Return each line of the data below that contains the string "fluffy".

> Data:
☆ ☆ ☆ ☆ ☆ ☆ ☆

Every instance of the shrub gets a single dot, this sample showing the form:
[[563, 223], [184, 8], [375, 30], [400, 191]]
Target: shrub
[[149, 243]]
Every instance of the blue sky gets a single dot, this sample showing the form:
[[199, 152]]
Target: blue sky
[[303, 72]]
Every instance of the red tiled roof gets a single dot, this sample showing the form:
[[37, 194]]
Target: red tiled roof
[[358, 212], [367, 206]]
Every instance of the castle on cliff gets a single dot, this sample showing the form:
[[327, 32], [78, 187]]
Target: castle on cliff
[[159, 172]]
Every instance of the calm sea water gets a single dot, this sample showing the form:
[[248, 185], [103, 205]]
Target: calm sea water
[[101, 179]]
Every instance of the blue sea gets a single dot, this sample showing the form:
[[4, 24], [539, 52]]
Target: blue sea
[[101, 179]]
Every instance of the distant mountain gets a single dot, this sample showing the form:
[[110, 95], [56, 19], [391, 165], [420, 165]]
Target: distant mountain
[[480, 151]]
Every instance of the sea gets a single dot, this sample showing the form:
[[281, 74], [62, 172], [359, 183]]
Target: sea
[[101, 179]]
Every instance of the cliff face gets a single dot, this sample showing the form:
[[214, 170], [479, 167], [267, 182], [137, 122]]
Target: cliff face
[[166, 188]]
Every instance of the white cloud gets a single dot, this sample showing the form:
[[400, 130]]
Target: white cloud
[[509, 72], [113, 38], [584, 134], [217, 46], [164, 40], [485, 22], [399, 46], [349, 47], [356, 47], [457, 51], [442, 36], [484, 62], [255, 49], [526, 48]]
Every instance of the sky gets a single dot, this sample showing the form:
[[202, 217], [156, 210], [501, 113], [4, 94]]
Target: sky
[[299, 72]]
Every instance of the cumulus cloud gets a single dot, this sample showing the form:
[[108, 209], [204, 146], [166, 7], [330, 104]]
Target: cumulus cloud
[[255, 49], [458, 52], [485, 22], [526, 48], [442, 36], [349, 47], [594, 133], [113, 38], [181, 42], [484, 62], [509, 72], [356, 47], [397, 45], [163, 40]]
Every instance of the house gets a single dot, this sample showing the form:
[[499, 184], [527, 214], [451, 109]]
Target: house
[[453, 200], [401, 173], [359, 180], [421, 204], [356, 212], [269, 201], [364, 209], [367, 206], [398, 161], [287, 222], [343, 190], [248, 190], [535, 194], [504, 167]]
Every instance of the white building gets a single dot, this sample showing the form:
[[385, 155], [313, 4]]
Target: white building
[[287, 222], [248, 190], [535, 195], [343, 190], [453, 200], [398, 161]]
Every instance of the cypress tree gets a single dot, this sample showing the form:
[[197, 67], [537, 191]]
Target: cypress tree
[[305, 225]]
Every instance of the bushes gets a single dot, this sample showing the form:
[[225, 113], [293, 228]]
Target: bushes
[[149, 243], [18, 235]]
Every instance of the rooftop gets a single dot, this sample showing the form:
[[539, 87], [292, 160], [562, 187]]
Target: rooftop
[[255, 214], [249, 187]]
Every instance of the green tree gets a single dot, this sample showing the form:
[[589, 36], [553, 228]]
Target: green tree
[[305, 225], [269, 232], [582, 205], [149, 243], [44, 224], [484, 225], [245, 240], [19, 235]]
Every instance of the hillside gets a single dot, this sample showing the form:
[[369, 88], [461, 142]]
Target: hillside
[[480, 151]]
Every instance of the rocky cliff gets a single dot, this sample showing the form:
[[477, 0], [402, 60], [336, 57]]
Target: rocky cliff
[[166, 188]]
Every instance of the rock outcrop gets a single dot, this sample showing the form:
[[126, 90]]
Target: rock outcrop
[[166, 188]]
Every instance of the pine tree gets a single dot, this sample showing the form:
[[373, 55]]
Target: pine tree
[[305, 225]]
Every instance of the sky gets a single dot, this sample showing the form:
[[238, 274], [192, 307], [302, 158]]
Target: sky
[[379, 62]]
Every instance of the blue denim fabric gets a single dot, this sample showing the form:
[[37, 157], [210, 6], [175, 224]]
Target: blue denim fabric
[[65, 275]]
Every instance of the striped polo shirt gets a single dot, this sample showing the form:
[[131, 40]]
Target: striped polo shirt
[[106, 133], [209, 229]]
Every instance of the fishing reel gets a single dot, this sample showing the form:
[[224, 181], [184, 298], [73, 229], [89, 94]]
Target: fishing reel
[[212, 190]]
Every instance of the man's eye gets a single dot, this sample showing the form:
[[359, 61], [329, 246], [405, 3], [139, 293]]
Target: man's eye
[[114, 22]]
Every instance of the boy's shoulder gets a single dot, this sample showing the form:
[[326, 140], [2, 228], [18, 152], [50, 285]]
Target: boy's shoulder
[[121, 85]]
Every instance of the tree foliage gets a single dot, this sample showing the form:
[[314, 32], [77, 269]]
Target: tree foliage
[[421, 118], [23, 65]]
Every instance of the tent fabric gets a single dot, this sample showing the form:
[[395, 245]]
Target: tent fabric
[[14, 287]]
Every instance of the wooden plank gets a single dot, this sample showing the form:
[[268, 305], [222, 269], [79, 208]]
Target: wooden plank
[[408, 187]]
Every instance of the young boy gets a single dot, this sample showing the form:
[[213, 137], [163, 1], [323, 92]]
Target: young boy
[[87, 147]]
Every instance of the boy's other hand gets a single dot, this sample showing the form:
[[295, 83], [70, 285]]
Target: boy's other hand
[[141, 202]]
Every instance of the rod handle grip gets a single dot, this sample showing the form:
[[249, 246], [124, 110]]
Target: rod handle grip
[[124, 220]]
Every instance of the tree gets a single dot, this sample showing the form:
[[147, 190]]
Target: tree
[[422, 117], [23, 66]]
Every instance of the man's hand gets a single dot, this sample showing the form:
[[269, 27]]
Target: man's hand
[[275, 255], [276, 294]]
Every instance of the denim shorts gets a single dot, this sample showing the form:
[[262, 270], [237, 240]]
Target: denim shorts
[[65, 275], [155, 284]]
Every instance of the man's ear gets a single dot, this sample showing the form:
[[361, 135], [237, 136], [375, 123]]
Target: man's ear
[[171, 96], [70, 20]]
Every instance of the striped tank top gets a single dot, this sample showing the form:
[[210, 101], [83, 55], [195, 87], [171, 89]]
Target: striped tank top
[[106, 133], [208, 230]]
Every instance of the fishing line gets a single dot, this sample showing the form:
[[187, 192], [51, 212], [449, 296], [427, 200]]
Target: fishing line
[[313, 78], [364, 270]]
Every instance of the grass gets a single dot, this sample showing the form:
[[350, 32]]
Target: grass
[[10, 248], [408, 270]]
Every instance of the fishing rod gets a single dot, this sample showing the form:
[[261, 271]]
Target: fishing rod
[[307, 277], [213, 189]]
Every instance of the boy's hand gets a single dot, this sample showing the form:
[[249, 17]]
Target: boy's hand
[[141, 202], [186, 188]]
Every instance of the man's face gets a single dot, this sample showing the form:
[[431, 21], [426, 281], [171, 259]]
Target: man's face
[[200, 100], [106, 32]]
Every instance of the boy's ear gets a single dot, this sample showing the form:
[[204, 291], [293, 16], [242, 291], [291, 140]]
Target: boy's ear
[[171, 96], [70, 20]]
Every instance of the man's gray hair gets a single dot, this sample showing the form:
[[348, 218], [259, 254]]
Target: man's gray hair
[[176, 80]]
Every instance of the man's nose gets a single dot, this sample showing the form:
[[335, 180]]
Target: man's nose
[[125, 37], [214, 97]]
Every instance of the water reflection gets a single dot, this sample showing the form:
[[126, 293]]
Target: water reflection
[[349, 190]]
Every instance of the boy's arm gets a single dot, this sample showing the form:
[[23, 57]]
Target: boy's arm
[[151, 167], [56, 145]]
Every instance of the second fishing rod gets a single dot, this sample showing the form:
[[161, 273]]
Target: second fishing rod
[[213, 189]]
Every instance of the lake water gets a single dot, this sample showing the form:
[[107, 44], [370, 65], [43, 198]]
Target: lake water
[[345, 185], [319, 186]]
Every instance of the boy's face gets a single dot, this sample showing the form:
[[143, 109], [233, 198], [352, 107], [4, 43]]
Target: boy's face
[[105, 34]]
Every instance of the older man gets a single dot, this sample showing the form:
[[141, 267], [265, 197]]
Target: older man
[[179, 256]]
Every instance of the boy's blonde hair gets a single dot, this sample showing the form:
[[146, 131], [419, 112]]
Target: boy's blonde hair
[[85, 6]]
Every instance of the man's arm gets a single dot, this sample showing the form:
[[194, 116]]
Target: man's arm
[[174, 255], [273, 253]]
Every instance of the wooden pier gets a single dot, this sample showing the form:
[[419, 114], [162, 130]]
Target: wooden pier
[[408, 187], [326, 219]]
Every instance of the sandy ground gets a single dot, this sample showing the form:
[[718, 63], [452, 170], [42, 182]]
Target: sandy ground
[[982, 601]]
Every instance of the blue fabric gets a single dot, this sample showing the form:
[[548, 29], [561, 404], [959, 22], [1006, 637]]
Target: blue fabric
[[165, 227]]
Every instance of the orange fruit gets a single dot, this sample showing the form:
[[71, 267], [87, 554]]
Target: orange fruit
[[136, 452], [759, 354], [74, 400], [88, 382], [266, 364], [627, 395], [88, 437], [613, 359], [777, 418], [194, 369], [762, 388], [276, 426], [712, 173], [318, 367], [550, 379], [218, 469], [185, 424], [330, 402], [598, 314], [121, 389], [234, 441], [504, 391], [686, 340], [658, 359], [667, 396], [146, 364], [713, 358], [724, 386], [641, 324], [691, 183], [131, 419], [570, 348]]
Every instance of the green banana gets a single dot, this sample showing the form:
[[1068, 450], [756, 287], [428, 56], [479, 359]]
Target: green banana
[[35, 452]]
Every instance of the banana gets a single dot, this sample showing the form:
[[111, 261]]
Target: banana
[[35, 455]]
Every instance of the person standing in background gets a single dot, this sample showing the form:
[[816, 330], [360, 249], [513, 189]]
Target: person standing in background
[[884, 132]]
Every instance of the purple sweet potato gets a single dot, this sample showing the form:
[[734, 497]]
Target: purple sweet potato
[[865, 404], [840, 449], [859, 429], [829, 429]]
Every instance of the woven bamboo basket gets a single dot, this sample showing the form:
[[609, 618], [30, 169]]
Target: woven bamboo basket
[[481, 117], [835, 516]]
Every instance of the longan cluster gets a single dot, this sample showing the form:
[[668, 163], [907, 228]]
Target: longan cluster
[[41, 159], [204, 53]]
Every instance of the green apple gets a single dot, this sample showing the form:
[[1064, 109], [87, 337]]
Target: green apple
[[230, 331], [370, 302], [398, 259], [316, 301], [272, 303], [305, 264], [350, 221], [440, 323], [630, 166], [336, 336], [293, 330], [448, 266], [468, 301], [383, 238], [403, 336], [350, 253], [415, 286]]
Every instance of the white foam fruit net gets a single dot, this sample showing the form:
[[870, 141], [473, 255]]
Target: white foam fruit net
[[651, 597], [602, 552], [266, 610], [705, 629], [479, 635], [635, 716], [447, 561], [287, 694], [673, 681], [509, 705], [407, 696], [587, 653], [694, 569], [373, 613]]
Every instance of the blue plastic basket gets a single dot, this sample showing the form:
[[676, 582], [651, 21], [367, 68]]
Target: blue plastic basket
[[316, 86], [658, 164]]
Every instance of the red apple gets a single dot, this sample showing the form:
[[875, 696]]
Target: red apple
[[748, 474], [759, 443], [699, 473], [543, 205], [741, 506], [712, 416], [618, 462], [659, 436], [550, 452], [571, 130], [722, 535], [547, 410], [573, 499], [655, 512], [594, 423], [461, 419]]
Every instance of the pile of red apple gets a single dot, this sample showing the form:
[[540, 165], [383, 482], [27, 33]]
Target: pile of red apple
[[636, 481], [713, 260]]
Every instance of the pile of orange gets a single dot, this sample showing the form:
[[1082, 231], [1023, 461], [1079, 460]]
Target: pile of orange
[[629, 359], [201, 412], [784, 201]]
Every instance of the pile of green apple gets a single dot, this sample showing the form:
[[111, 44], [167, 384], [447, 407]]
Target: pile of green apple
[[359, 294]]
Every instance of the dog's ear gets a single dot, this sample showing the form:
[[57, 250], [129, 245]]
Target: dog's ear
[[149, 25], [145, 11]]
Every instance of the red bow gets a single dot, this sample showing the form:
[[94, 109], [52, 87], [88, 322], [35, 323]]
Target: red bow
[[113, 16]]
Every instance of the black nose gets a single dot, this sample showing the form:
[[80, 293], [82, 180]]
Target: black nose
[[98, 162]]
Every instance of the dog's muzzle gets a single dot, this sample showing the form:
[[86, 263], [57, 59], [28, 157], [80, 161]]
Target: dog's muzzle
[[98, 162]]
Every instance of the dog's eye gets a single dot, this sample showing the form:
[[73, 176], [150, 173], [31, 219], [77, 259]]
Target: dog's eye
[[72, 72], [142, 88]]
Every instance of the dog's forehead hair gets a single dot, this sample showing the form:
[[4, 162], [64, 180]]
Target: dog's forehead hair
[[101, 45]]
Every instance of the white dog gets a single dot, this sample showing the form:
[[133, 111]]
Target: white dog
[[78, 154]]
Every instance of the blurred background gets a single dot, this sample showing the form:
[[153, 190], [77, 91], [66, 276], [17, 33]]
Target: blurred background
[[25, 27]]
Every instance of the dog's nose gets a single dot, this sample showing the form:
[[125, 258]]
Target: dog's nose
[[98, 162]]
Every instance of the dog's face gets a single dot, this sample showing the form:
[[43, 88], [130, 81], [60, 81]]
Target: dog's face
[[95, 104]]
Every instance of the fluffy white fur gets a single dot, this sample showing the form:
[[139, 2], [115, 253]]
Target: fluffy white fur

☆ ☆ ☆ ☆ ☆ ☆ ☆

> Problem solution:
Every instance of the fluffy white fur gets a single dot, this sample showing the form:
Target: fluffy white fur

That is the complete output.